■ TAREFA A REALIZAR ■
Transcreva, sem qualquer alteração, o trecho do vocabulário sobre a pele que começa nas palavras "(À PELE) no" e termina depois de "Passar ao acto?".

VOCABULÁRIO DE EXPRESSÕES E IMPRESSÕES DA PELE
A
(À FLOR DA PELE) primeira fronteira, superfície na qual, antes de tudo, somos tocados pela existência do outro, contém-nos, sustenta-nos, delimita-nos e, paradoxalmente, abre-nos ao mundo. Matriz de um continente psíquico primitivo, invólucro que mantém unidas partes dispersas do self, quando falha a sua função, arriscamos perder-nos numa angústia sem forma. Vivemos à flor da pele quando habitamos o nosso corpo como se não existisse barreira entre o dentro e o fora, como se tudo nos atravessasse directa e intensamente o nervo desprotegido.
(À PELE) no limite.
(A PELE DOS AMANTES) como se o encontro com o Outro pudesse recriar o primeiro continente materno, os amantes confundem peles, dissolvem limites, perdem-se num estado em que os contornos da subjectividade se esbatem. Nesta experiência de intersubjetividade primitiva, a comunicação faz-se sem palavras, através de um fluxo em que dois partilham uma mesma pele simbólica. A fusão é efémera: o mesmo desejo que cria, ameaça a integridade do Eu. Sendo o retorno à individualidade inevitável, o amor e o desejo vivem nessa oscilação entre fusão e separação e a tentativa de prolongar o impossível força a continuidade da pele comum até à asfixia, à morte de cada um.
(ARRISCAR A PELE) viver. Passar ao acto?
C
(COR DA PELE) marca desde o nascimento a forma como um corpo é olhado, lido, categorizado. A pele como signo, como código que precede o sujeito e lhe impõe um lugar no mundo. No jogo cruel das hierarquias sociais e da transgeracionalidade, algumas peles são vistas como mais vulneráveis, mais sacrificáveis.

Dados registados:
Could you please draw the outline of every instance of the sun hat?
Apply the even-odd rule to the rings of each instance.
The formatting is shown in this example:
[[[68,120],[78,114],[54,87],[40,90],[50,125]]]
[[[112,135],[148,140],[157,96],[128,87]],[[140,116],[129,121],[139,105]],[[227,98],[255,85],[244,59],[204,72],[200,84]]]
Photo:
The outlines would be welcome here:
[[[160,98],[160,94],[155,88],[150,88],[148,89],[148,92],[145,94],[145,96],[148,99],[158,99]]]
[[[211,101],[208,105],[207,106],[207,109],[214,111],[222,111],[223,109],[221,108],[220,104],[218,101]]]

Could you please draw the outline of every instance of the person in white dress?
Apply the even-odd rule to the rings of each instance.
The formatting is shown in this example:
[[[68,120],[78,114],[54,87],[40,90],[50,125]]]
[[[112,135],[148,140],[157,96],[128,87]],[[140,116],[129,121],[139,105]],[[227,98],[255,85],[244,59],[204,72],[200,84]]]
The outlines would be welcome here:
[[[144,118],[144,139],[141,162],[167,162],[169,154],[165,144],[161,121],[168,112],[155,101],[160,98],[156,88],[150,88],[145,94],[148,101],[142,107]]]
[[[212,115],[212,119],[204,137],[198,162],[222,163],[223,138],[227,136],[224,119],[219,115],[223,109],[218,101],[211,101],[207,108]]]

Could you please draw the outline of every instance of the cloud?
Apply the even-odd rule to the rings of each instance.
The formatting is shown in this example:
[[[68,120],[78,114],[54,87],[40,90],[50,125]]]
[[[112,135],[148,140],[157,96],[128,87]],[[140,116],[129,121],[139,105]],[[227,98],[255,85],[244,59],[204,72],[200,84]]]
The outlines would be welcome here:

■ RESULTADO DO EXERCÍCIO ■
(À PELE) no limite.
(A PELE DOS AMANTES) como se o encontro com o Outro pudesse recriar o primeiro continente materno, os amantes confundem peles, dissolvem limites, perdem-se num estado em que os contornos da subjectividade se esbatem. Nesta experiência de intersubjetividade primitiva, a comunicação faz-se sem palavras, através de um fluxo em que dois partilham uma mesma pele simbólica. A fusão é efémera: o mesmo desejo que cria, ameaça a integridade do Eu. Sendo o retorno à individualidade inevitável, o amor e o desejo vivem nessa oscilação entre fusão e separação e a tentativa de prolongar o impossível força a continuidade da pele comum até à asfixia, à morte de cada um.
(ARRISCAR A PELE) viver. Passar ao acto?